* _Instructions to follow_
Report the count of lines containing the word "embroidery" in these records, with no other text.

Provided data Start Marker

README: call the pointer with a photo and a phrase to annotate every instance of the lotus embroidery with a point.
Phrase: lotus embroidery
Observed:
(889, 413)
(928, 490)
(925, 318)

Provided data End Marker
Provided data Start Marker

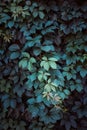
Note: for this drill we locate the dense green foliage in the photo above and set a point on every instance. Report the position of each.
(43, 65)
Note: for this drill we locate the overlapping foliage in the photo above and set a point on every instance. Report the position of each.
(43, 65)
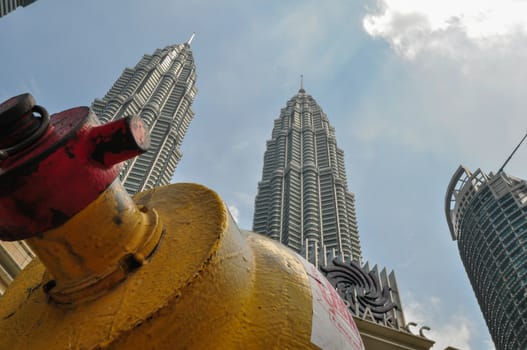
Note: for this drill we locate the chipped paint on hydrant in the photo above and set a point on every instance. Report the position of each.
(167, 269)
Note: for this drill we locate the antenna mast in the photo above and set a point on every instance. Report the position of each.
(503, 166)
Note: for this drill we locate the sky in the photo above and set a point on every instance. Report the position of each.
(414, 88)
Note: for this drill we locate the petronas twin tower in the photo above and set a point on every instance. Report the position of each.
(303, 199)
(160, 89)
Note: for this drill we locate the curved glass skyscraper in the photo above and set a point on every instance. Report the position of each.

Provided data End Marker

* _Result_
2